Given data section start
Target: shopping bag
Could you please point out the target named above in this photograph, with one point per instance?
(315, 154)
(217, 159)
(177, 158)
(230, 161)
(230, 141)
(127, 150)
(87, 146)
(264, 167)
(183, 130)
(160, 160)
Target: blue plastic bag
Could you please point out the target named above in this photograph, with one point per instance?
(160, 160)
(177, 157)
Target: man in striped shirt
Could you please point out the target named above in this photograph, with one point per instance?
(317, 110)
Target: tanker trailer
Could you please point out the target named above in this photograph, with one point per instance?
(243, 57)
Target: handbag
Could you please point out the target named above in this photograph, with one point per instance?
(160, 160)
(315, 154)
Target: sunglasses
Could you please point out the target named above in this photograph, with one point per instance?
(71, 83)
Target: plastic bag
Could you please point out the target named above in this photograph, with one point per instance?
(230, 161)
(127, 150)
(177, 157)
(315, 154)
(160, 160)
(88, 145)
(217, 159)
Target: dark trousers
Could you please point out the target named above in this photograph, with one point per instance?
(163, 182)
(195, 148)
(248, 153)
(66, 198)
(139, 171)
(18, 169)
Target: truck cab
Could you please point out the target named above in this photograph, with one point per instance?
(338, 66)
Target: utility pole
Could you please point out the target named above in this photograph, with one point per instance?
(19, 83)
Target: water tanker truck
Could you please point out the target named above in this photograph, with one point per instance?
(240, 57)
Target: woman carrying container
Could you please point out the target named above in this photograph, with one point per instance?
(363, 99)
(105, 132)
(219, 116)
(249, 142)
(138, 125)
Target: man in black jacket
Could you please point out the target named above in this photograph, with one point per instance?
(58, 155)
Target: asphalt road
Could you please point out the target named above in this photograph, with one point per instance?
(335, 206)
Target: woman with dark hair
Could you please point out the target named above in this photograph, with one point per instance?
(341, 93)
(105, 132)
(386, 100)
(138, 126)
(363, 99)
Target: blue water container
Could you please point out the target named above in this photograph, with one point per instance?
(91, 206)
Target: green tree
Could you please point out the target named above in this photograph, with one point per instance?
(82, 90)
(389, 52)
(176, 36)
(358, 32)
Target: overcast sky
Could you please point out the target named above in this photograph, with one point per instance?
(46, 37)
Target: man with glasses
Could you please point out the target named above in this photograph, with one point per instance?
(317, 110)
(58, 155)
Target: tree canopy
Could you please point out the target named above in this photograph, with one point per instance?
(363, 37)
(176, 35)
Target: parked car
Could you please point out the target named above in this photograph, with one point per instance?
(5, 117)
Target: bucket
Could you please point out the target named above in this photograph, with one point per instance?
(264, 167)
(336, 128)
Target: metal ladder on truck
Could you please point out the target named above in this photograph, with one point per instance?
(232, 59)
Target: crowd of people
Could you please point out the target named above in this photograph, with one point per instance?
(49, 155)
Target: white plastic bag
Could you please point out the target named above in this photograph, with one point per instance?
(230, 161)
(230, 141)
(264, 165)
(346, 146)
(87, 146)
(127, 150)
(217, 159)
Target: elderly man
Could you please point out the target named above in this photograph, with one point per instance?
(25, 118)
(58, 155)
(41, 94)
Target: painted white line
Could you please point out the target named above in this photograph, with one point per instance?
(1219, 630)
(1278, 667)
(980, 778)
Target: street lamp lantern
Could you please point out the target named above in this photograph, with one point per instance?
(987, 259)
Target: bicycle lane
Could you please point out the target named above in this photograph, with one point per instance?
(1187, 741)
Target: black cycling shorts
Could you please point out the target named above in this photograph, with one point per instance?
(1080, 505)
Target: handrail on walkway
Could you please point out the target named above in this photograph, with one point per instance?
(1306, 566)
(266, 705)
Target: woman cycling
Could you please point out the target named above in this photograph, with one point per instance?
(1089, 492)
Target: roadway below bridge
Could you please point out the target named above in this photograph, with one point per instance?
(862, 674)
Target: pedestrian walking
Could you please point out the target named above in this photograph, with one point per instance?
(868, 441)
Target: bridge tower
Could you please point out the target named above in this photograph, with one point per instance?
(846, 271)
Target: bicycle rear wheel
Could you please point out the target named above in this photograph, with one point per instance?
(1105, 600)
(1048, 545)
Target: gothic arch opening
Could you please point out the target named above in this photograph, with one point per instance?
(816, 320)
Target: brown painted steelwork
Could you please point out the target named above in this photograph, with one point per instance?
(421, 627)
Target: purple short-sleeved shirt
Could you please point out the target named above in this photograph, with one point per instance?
Given data section end
[Exercise goal]:
Transcribe the data above completely and exactly.

[Response below]:
Target: shopping bag
Could you please point out the target named above in this photograph, with one point per instance?
(315, 154)
(217, 159)
(177, 158)
(230, 161)
(230, 141)
(127, 150)
(87, 146)
(264, 167)
(183, 130)
(160, 160)
Target: blue plastic bag
Could you please point out the target named above in this photograph, with one point per instance?
(160, 160)
(177, 157)
Target: man in striped shirt
Could you please point out the target named above in this photograph, with one point per instance?
(317, 110)
Target: tanker trailer
Could you please point out the target named above in this photograph, with one point per instance?
(243, 57)
Target: handbag
Could you please point out the target named above in this photograph, with one point per instance?
(160, 160)
(315, 154)
Target: sunglasses
Could you please point out the target named above in this photograph, with one point per instance?
(71, 83)
Target: plastic bag
Could you please point out the target named above in this photograph, with one point per instance?
(230, 161)
(127, 150)
(177, 157)
(315, 154)
(160, 160)
(88, 145)
(217, 159)
Target: dark trousers
Could you please point out the target named above in this photograph, with one point per instance?
(163, 182)
(195, 148)
(248, 153)
(66, 198)
(139, 171)
(18, 169)
Target: truck cab
Could you please point out the target named above in this photograph, with one point per instance?
(338, 66)
Target: utility pole
Could you please point out the target named above in this photograph, with one point per instance?
(19, 83)
Target: water tanker truck
Could you please point out the target named above in this photograph, with one point per instance?
(240, 57)
Target: woman carrying container
Could you please point out the target named above in this photograph, with one point per instance?
(363, 99)
(105, 132)
(219, 116)
(249, 142)
(138, 125)
Target: man in black jacket
Could you please point out the target named above in this photograph, with one point per instance?
(58, 155)
Target: asphalt road
Could you please point out the target named above in this photograph, with one point per instance?
(335, 206)
Target: woman with dark hair
Could you please point out the target named above in this photograph, with one point per instance?
(341, 93)
(105, 132)
(386, 100)
(138, 126)
(363, 99)
Target: blue water container
Could you please point out the target named above in this photograph, with one point per instance?
(91, 206)
Target: green tree
Could you please point out the target named above in this photograph, with one point per instance?
(82, 90)
(389, 52)
(176, 36)
(358, 32)
Target: overcast sky
Could you please point out the target named above in this photograph, with one point per instance?
(46, 37)
Target: man with glasses
Could you please point out the target named above in this photograph, with one point per instance?
(317, 110)
(58, 155)
Target: tree canopy
Could you please point out the target named above in this photograph, with one point per instance?
(363, 37)
(176, 35)
Target: parked car
Could you please point out the target named above in this photograph, with one point per instance?
(5, 117)
Target: bucket
Could you please point out the target named above in this photograph, with one point per instance?
(264, 167)
(336, 128)
Target: metal ladder on truck
Could you please point out the target named above in this photograph, with one point per instance?
(232, 59)
Target: crowd of people
Could you please point out the target named above in this photograph, with one point per instance?
(49, 155)
Target: white plastic bag
Could you please point out the target named above in this photograph, with one point per instance?
(230, 161)
(230, 141)
(264, 165)
(346, 146)
(87, 146)
(127, 150)
(217, 159)
Target: elderly man
Could you please point out the target named above in this photograph, with one point per instance?
(25, 118)
(58, 155)
(41, 94)
Target: painted white line
Could you please point out the target named above in this photograph, with one point per instance?
(1219, 630)
(1278, 667)
(980, 778)
Target: street lamp lantern
Could you please point out the target named above in this photograph, with one point per instance?
(987, 259)
Target: bicycle lane
Could you please point out the target named above in this photograph, with one point per instance?
(1187, 741)
Target: black cycling shorts
Could you please point out the target named above in this photograph, with one point per instance?
(1080, 505)
Target: handrail on walkway
Could you please point out the target named above in this photograph, with one point per instance?
(1306, 566)
(266, 705)
Target: woman cycling
Could you please point out the target named above in this photograph, with one point per instance?
(1089, 492)
Target: roadway below bridge
Could you please point out the target named above in this photograph, with one point per instance?
(862, 674)
Target: pedestrian walking
Could you please point out the target named above in this photograph, with one point per instance?
(868, 441)
Target: bridge tower
Could you please point out the target named above in this photograph, with one point per instance?
(846, 271)
Target: bicycle rear wheel
Could you please point out the target named above in this photograph, with one point per instance?
(1105, 600)
(1048, 545)
Target: gothic arch opening
Could you please point out the target named above in this photograph, with one point per instance?
(816, 320)
Target: brown painted steelwork
Could you please point out the target named above in this photograph, with one point per instance?
(421, 627)
Target: purple short-sleeved shirt
Could you please point out the target named above in this photograph, with one point per instance?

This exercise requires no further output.